▸ Exercise objective
Print, exactly as given, each line of the data from the line containing "of the paneled" up to and including its last line.
● ● ● ●
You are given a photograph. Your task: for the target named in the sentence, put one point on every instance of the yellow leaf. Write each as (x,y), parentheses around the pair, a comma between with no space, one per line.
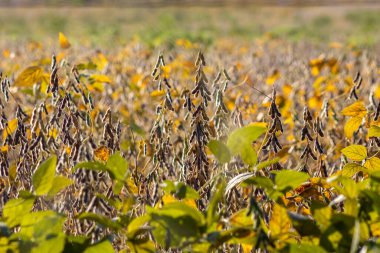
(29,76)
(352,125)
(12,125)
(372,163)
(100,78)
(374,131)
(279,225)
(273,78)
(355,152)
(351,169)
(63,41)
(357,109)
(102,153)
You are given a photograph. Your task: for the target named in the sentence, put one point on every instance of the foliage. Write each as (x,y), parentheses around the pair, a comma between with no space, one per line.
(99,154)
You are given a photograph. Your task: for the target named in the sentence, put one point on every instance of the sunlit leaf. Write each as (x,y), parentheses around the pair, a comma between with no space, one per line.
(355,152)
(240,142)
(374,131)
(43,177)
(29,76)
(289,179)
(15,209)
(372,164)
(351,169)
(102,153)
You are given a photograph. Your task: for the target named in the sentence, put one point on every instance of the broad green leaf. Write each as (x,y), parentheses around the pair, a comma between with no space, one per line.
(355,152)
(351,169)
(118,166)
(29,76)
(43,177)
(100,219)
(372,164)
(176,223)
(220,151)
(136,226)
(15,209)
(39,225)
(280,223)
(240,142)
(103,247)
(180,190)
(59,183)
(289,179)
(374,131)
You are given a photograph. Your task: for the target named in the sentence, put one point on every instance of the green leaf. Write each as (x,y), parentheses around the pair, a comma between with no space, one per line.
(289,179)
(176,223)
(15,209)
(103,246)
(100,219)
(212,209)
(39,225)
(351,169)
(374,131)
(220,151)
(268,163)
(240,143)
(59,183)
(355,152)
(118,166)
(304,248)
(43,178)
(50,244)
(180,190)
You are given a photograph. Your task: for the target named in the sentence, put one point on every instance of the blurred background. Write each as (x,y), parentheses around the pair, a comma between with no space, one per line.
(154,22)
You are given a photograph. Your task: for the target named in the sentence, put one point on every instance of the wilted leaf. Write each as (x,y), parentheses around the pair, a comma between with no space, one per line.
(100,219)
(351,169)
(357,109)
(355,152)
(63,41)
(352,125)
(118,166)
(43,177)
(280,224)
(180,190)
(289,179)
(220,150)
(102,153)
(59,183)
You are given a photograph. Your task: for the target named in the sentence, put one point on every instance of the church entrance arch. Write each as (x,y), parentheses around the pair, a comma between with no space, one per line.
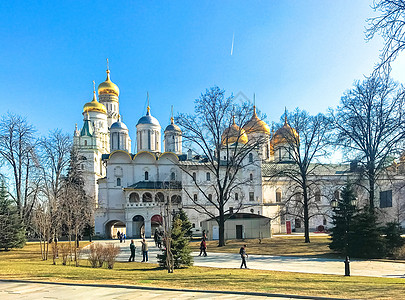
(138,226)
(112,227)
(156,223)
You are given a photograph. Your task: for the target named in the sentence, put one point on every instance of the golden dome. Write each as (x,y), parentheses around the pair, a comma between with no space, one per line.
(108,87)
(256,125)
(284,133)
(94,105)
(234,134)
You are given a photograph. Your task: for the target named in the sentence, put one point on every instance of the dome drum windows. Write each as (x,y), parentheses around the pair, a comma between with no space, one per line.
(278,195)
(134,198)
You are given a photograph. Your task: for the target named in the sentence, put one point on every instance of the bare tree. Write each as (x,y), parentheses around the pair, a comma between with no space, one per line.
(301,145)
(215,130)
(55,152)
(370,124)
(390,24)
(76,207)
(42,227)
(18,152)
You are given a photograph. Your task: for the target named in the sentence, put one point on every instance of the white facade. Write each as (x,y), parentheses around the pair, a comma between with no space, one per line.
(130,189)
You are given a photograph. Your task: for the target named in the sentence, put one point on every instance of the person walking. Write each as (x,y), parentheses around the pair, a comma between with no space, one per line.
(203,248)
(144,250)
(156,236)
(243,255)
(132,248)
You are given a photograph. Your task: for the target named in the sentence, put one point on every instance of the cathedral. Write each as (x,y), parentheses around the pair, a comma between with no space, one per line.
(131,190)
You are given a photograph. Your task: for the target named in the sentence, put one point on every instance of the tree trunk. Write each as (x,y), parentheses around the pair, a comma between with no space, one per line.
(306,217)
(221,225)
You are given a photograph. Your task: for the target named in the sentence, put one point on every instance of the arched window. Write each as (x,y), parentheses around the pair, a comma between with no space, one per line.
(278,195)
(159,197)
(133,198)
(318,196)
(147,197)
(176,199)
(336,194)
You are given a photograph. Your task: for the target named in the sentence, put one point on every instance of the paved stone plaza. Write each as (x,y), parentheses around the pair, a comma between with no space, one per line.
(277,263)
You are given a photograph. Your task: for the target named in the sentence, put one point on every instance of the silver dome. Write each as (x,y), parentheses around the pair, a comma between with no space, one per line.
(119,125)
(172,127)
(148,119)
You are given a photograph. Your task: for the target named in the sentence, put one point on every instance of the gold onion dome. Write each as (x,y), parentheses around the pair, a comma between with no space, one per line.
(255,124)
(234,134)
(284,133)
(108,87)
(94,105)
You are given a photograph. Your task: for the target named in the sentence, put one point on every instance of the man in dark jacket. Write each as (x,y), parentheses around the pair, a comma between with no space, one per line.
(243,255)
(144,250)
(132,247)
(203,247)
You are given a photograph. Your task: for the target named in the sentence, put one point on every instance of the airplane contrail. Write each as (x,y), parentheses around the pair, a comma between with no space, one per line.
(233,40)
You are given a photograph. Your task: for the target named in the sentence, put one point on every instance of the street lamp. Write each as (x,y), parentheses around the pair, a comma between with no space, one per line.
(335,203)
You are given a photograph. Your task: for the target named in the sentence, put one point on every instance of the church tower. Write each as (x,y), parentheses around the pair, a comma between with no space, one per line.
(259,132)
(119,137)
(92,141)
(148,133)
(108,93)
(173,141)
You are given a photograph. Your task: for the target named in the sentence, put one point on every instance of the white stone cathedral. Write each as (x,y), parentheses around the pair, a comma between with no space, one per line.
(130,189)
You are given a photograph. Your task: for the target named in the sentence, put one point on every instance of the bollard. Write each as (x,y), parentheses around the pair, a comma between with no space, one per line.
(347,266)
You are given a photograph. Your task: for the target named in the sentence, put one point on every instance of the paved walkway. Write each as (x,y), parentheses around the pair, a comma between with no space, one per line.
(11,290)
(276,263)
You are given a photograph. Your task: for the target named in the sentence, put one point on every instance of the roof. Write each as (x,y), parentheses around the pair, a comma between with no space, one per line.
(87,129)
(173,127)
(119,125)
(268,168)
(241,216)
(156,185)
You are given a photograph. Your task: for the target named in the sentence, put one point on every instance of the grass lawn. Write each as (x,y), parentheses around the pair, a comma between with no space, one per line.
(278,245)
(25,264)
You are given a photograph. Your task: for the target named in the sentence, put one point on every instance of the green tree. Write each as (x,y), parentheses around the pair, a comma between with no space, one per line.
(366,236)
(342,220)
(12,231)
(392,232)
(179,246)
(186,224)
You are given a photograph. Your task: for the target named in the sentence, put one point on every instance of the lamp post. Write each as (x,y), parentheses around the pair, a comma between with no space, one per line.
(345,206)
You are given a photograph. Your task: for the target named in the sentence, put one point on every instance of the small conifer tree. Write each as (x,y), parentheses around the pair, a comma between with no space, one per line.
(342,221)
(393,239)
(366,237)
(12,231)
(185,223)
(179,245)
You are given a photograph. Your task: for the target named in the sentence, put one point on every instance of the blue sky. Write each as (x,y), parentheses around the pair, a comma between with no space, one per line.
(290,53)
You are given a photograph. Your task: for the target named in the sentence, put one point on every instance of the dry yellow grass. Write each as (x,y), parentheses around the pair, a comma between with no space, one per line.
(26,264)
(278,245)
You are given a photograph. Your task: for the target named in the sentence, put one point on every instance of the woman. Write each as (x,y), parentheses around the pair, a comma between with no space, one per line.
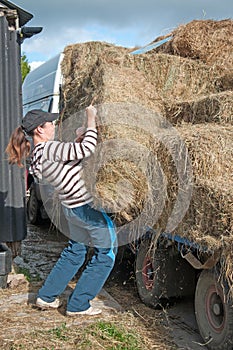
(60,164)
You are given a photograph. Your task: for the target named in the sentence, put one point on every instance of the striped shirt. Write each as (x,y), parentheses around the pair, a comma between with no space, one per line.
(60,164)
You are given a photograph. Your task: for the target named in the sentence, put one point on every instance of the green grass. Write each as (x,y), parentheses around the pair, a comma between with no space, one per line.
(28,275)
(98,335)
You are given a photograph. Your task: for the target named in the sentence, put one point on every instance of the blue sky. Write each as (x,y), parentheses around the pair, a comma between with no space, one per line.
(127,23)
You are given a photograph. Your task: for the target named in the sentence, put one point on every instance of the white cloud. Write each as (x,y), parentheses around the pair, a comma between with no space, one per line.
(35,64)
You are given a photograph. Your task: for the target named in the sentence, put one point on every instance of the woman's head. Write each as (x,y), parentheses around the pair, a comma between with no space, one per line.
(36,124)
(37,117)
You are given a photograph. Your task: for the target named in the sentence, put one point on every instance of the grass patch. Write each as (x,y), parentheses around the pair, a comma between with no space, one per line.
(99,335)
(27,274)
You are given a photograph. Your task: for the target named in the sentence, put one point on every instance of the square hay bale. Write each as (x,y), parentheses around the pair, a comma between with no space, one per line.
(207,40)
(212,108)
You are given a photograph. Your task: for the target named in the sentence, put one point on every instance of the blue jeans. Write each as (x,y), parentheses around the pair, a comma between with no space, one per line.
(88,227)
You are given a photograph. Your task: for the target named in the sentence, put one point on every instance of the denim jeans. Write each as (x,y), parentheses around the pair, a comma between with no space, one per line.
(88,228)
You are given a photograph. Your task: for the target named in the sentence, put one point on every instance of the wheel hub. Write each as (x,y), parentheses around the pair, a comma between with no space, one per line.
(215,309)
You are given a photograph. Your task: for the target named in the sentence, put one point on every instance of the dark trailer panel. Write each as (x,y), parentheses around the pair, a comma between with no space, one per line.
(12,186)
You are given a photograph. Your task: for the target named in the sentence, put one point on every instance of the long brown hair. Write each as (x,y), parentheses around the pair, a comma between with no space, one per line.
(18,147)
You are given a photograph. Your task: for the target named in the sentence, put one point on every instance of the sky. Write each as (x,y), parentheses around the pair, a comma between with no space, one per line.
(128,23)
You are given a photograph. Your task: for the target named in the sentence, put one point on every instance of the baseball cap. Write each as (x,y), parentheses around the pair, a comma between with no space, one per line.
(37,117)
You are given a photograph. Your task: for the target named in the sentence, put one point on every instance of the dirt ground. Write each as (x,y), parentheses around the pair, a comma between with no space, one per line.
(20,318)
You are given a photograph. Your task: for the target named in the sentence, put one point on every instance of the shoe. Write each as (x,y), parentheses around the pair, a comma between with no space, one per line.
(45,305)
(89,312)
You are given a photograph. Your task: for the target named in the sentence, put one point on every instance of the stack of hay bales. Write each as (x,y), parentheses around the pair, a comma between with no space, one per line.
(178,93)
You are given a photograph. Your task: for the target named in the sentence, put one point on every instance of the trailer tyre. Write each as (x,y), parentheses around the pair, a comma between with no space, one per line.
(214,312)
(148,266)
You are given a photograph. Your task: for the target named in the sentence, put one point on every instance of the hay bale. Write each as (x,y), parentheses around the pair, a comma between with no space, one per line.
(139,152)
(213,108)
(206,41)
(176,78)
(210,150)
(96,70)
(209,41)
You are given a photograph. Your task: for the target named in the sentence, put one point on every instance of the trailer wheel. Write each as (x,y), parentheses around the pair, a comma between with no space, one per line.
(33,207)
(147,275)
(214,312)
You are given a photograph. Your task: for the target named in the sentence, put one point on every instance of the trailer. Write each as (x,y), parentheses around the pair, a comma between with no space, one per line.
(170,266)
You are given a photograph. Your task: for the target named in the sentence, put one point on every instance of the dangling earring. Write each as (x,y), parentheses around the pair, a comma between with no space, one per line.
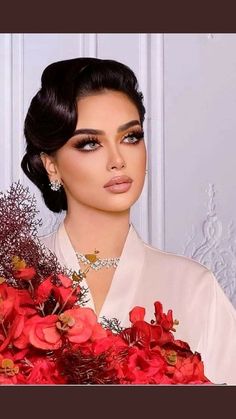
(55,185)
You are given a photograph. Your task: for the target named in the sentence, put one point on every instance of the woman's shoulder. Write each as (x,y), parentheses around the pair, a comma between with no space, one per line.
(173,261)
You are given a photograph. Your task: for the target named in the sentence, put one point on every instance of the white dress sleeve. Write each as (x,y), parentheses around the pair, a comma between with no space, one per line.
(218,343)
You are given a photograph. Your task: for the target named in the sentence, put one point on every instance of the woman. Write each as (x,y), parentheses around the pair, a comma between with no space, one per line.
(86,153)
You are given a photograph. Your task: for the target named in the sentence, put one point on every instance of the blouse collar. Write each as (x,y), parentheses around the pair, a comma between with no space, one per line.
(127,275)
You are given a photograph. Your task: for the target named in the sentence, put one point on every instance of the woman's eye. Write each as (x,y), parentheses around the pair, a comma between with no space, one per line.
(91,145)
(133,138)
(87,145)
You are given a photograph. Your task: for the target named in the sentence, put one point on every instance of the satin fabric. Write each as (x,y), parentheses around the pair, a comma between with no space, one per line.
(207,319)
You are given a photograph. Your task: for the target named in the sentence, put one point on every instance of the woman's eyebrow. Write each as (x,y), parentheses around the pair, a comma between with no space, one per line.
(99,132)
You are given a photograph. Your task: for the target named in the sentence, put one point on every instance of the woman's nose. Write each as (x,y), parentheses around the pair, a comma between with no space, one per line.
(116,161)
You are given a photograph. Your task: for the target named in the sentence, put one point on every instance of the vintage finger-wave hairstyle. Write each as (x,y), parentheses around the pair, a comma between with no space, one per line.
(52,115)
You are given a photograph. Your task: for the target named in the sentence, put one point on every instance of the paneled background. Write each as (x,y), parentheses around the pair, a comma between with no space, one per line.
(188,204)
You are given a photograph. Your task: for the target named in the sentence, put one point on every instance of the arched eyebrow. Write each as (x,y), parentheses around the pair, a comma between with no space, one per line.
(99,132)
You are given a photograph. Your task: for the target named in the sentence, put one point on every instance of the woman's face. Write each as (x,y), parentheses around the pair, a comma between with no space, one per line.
● ● ● ●
▸ The answer
You are given a photograph. Your task: for the target named in the sentence, put one point on every instance of the paneled background. Write each as (x,y), parentheses around the pair, a comma between with no space, one per line.
(188,204)
You are given a photograph. Your task: for the target named in the sentence, put one point on every instance of the arched eyebrow. Write each as (x,y), parentheses around the pair, a comma between with no space, one per line.
(99,132)
You are given a photograph. Your task: for the target named in the sentence, put one point on every instance of the woman's face. Write each as (x,y), parentheses around the pair, a comma between with no space, one per line.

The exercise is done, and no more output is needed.